══ MATERIAL FOR THIS TASK

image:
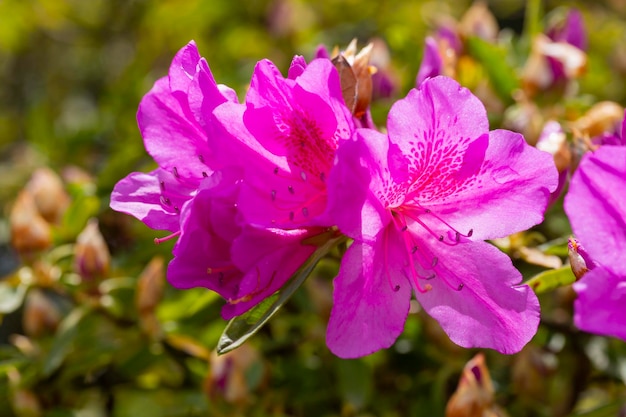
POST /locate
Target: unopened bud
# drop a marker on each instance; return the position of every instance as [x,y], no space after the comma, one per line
[29,231]
[579,259]
[475,393]
[355,73]
[91,254]
[554,141]
[49,195]
[227,377]
[602,117]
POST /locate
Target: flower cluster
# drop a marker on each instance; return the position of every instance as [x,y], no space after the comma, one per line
[251,189]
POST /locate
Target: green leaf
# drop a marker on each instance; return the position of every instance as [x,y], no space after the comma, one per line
[551,279]
[64,340]
[493,58]
[11,297]
[241,328]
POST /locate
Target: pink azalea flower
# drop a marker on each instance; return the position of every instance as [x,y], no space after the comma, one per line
[174,122]
[419,203]
[596,207]
[240,185]
[299,123]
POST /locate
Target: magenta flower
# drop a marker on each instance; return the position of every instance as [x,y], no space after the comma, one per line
[419,202]
[299,123]
[242,186]
[174,120]
[596,207]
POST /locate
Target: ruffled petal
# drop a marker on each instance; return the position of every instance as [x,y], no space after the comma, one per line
[170,133]
[596,206]
[202,252]
[476,296]
[371,300]
[601,304]
[269,258]
[513,185]
[355,184]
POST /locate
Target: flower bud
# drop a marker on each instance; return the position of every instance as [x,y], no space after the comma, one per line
[29,231]
[227,379]
[49,195]
[474,397]
[579,259]
[91,254]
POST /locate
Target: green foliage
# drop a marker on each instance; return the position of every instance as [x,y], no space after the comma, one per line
[127,344]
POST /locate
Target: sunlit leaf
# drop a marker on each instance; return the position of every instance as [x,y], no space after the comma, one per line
[241,328]
[493,59]
[64,339]
[11,297]
[551,279]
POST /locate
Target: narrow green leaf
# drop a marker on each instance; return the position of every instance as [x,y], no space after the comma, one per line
[241,328]
[493,58]
[551,279]
[63,341]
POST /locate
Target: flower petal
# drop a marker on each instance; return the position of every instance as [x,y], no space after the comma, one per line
[170,133]
[269,258]
[155,198]
[596,206]
[355,184]
[513,185]
[370,301]
[490,309]
[601,304]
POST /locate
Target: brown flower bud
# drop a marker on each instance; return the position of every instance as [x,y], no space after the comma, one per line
[91,254]
[49,195]
[29,231]
[227,377]
[474,397]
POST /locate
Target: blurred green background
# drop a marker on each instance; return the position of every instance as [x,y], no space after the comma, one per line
[71,76]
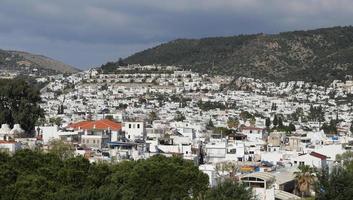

════

List every line above that contains the string "leaf". Case matters.

TASK RESPONSE ▸
Target: green leaf
Target: sunlit leaf
Target: narrow green leaf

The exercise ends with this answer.